**EXERCISE TEXT**
-- -- --
# Do you need to add Macro Nutrients in tank with fish?



## happi (Dec 18, 2009)

Golightly said:


> Do you need to add Macro Nutrients in tank well stocked with fish? I also use ADA Brighty 1 and K which contains the micro's + Potassium.
> 
> I have a 50g tank with:
> 
> ...



you will need to dose MICRO's, is your tank low light, low tec, no co2?


----------



## OverStocked (May 26, 2007)

Without knowing the important factors, we have no idea. Lights? Photoperiod? Co2? Substrate? Plants?


----------



## OverStocked (May 26, 2007)

happi said:


> you will need to dose MICRO's, is your tank low light, low tec, no co2?


Step 1 is a micro.


----------



## happi (Dec 18, 2009)

over_stocked said:


> Step 1 is a micro.


sorry i meant to say micro


----------



## happi (Dec 18, 2009)

Golightly said:


> Do you need to add Macro Nutrients in tank well stocked with fish? I also use ADA Brighty 1 and K which contains the micro's + Potassium.
> 
> I have a 50g tank with:
> 
> ...



NPK dosing will depend on the factors mentioned by overstock


----------



## Golightly (Jan 14, 2011)

over_stocked said:


> Without knowing the important factors, we have no idea. Lights? Photoperiod? Co2? Substrate? Plants?


 
50g tank
Lights: 4x 36w T5
Pressurized CO2 (30ppm)
ADA Substrate + Powersand
Planted quite heavily with stem plants and crypts.


I'm just trying to figure out if I can skip doing Macro Fertilizers as I have fish in my tank. Or if I should still add Macro's even if I have fish.


----------



## lauraleellbp (Feb 3, 2008)

Given your high lighting, I'm going to say most likely yes.


----------



## OverStocked (May 26, 2007)

Golightly said:


> 50g tank
> *Lights: 4x 36w T5*
> Pressurized CO2 (30ppm)
> ADA Substrate + Powersand
> ...


Holy Crap. that is a LOT of light. So much that even super high co2(and almost everyone who says they have 30 ppm actually has much less....) and very high dosing. 

Yes, you need to dose macros. If you don't NPK will be the limiting factors in your tank and create a little algae circus.


----------



## snausage (Mar 8, 2010)

When I use aquasoil, I never dose N or P until the plants show a deficiency. In a 25 gallon tank w/ 24w T5 HOx 4 and a light fish load I didn't start dosing for about 2.5 months and everything looks great, no algae, etc. Even now I only dose small amount of N and P when the levels start to wane.
-- -- --
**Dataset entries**
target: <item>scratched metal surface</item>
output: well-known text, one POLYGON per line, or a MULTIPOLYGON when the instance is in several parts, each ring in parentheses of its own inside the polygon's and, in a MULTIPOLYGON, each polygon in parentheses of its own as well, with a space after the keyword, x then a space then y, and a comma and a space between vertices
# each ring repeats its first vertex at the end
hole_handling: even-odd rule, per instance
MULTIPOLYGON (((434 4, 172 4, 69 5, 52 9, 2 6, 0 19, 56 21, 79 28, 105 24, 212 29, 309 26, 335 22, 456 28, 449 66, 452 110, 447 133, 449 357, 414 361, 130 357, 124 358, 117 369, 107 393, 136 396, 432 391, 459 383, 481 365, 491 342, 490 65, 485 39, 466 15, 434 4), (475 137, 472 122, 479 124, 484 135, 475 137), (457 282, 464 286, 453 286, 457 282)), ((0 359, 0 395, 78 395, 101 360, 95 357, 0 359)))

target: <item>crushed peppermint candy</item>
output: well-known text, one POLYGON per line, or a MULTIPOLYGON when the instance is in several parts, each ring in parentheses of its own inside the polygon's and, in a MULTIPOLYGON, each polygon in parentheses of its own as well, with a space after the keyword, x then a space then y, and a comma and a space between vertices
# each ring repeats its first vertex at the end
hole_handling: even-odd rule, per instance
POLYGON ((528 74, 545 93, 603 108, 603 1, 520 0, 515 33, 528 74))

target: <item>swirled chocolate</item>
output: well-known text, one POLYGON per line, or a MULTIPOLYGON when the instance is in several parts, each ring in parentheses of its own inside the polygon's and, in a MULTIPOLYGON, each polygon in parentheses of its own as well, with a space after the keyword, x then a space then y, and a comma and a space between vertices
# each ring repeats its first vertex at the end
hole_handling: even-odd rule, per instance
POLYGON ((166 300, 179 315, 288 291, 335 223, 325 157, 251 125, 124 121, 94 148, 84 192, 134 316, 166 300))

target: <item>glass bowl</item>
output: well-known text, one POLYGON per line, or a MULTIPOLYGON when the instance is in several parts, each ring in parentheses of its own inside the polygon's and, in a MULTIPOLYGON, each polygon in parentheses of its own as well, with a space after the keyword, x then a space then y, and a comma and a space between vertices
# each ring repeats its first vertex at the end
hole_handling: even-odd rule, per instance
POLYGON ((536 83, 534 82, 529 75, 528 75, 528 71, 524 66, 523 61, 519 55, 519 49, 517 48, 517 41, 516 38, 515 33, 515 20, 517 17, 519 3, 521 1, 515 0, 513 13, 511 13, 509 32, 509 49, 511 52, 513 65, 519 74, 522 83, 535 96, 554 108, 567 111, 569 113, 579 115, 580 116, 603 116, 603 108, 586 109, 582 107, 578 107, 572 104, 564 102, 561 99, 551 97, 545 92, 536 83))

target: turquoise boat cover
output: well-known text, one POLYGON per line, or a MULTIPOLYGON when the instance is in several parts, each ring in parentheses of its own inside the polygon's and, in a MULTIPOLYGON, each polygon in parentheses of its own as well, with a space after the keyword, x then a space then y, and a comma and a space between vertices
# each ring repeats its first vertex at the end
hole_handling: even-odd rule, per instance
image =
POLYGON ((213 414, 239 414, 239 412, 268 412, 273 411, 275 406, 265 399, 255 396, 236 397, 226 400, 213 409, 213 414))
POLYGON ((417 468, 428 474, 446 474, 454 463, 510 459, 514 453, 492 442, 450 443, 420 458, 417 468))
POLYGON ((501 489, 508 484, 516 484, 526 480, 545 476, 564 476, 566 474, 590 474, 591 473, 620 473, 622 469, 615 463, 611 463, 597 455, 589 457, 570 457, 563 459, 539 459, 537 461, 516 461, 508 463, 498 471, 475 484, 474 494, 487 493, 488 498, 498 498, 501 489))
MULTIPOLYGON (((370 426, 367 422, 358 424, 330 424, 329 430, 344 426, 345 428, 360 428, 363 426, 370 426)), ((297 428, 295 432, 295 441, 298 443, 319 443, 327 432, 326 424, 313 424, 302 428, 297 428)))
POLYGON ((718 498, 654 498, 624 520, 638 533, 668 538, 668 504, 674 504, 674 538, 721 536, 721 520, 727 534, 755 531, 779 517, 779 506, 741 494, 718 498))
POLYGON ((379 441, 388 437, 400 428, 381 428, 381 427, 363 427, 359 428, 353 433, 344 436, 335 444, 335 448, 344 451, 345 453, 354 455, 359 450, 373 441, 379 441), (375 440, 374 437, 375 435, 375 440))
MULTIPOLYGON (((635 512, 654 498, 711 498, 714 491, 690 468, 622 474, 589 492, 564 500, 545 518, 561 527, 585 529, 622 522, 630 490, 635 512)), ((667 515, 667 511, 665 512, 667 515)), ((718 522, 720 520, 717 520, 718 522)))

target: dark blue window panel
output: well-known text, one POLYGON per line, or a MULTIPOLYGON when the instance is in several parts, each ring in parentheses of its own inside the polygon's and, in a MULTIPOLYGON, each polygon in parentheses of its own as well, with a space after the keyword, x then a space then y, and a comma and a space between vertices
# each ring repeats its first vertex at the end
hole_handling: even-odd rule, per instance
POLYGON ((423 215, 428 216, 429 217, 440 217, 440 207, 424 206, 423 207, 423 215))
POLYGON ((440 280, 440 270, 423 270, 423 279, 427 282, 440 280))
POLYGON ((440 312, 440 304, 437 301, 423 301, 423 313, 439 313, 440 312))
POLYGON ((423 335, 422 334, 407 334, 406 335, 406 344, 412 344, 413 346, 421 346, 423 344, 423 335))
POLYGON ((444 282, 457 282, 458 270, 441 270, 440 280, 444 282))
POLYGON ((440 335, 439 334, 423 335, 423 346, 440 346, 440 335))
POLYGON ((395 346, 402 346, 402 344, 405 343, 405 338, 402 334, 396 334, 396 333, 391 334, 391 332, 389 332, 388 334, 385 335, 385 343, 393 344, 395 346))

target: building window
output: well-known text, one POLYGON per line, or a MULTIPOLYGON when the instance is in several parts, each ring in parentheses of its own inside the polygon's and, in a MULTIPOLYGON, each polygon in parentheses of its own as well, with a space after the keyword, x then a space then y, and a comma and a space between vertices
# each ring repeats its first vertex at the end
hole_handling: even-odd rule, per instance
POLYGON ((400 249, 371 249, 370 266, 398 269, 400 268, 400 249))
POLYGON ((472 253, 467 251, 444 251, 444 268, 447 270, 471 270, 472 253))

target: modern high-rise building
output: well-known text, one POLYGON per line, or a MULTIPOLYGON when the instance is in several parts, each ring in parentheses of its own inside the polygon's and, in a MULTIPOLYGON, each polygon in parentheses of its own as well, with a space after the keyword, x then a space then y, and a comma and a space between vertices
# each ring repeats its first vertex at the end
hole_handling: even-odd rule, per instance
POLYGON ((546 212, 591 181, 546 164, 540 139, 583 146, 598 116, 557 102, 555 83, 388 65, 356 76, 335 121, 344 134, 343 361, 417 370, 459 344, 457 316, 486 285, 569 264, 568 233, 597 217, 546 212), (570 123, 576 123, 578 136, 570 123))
-- -- --
**TASK**
Print the stretch of the aquarium fertilizer thread above from "Holy Crap. that" through "(Mar 8, 2010)", word for word.

**SOLVED EXERCISE**
Holy Crap. that is a LOT of light. So much that even super high co2(and almost everyone who says they have 30 ppm actually has much less....) and very high dosing. 

Yes, you need to dose macros. If you don't NPK will be the limiting factors in your tank and create a little algae circus.


----------



## snausage (Mar 8, 2010)